* _Directive_:
Locate every line in the records below that contains the string "leaf", treating uppercase and lowercase as different, and copy each of those lines.

──────── Extracted information ────────

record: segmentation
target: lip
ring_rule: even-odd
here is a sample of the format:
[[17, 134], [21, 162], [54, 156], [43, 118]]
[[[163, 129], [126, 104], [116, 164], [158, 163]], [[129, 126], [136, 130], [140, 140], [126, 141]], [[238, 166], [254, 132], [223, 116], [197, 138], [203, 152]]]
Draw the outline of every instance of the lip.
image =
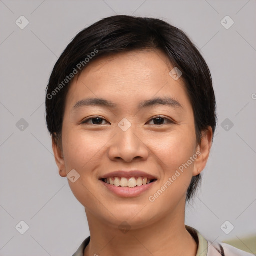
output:
[[158, 178], [153, 176], [152, 175], [144, 172], [141, 172], [140, 170], [130, 170], [130, 171], [124, 171], [124, 170], [118, 170], [116, 172], [113, 172], [109, 174], [106, 174], [104, 176], [99, 178], [99, 180], [102, 180], [104, 178], [110, 178], [112, 177], [118, 177], [118, 178], [131, 178], [132, 177], [134, 178], [150, 178], [150, 180], [158, 180]]
[[156, 181], [152, 183], [149, 183], [146, 185], [142, 185], [141, 186], [136, 186], [134, 188], [128, 188], [117, 186], [115, 186], [114, 185], [110, 185], [110, 184], [106, 183], [102, 180], [100, 180], [100, 182], [102, 182], [104, 186], [108, 189], [110, 190], [112, 192], [115, 194], [116, 196], [122, 198], [132, 198], [141, 195], [142, 193], [146, 191], [150, 190], [151, 188], [152, 188], [152, 186], [153, 186], [154, 184], [157, 182], [157, 181]]

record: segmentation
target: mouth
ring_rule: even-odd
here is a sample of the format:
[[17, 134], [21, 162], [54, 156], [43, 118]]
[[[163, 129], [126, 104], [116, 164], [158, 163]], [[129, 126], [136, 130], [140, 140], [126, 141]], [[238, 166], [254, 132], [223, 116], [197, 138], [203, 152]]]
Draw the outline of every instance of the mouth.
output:
[[149, 178], [143, 176], [130, 178], [113, 176], [101, 178], [100, 180], [113, 186], [130, 188], [146, 186], [157, 180], [156, 178]]

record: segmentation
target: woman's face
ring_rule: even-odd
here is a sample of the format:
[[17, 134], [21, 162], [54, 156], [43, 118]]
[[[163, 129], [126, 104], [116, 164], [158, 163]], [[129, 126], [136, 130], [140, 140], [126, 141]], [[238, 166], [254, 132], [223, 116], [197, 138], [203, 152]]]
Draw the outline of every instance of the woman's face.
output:
[[[136, 228], [183, 214], [192, 176], [204, 168], [192, 108], [181, 78], [169, 74], [174, 68], [158, 50], [120, 54], [90, 64], [70, 88], [60, 174], [68, 175], [86, 213], [105, 224], [126, 221]], [[113, 106], [80, 102], [92, 98]], [[144, 174], [126, 173], [136, 170]], [[156, 180], [134, 188], [106, 184], [102, 179], [112, 172], [116, 184], [115, 177]], [[129, 182], [134, 186], [134, 178]]]

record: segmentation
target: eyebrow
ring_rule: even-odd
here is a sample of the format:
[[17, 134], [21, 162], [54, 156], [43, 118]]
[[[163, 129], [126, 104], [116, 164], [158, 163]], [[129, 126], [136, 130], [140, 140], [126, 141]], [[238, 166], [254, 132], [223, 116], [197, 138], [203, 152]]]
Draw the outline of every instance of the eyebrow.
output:
[[[166, 97], [164, 98], [156, 98], [142, 102], [138, 106], [139, 110], [155, 106], [168, 106], [172, 108], [182, 108], [181, 104], [175, 99]], [[72, 110], [74, 111], [82, 106], [100, 106], [104, 108], [116, 108], [118, 105], [112, 102], [100, 98], [89, 98], [78, 102], [73, 106]]]

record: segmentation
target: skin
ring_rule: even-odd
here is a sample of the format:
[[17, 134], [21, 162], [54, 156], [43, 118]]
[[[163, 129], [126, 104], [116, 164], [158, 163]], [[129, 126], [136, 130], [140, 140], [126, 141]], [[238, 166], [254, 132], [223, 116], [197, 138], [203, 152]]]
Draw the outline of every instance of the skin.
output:
[[[186, 193], [192, 176], [206, 166], [212, 132], [210, 127], [204, 131], [198, 144], [192, 106], [182, 78], [175, 80], [169, 74], [172, 68], [160, 50], [130, 52], [92, 62], [71, 84], [62, 146], [52, 139], [52, 148], [60, 176], [66, 177], [74, 169], [80, 176], [76, 182], [68, 182], [88, 218], [91, 240], [84, 256], [196, 254], [198, 244], [184, 225]], [[166, 96], [182, 108], [155, 106], [138, 111], [141, 101]], [[76, 102], [88, 98], [103, 98], [118, 107], [72, 111]], [[160, 124], [152, 119], [158, 115], [167, 118]], [[95, 120], [80, 124], [96, 116], [102, 119], [99, 124]], [[125, 132], [118, 126], [124, 118], [132, 124]], [[158, 198], [150, 202], [149, 197], [197, 152], [200, 156]], [[158, 180], [138, 196], [122, 198], [98, 180], [121, 169], [140, 170]], [[118, 228], [124, 221], [130, 227], [126, 234]]]

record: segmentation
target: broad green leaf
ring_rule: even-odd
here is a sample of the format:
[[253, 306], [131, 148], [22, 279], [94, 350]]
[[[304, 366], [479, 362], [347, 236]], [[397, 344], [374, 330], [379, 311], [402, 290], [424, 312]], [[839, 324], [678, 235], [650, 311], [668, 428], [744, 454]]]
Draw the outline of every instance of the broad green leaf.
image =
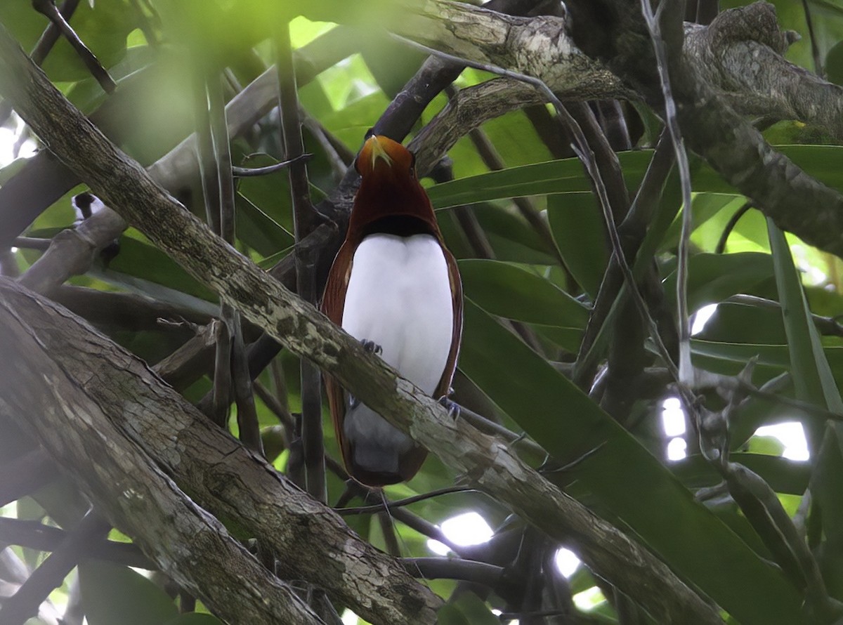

────────

* _Written solution_:
target: broad green leaf
Draw the outline of every instance of the broad green leaf.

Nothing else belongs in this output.